══ Listing
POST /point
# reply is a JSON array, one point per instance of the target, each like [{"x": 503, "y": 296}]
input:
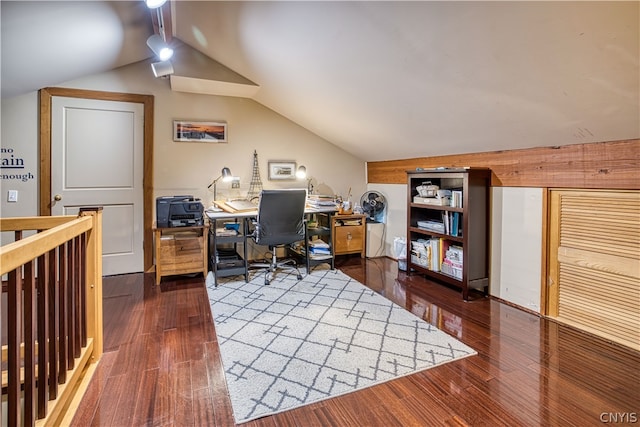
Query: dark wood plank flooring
[{"x": 162, "y": 367}]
════
### What to work on
Could you convert the data above into a numbered list, one line per entry with blank lines left out, and leave the pictures out?

### Result for this exercise
1. POST /point
2. # reply is a JSON array, one point per instance of the target, each like [{"x": 503, "y": 296}]
3. input:
4. Query: dark wood plank flooring
5. [{"x": 162, "y": 367}]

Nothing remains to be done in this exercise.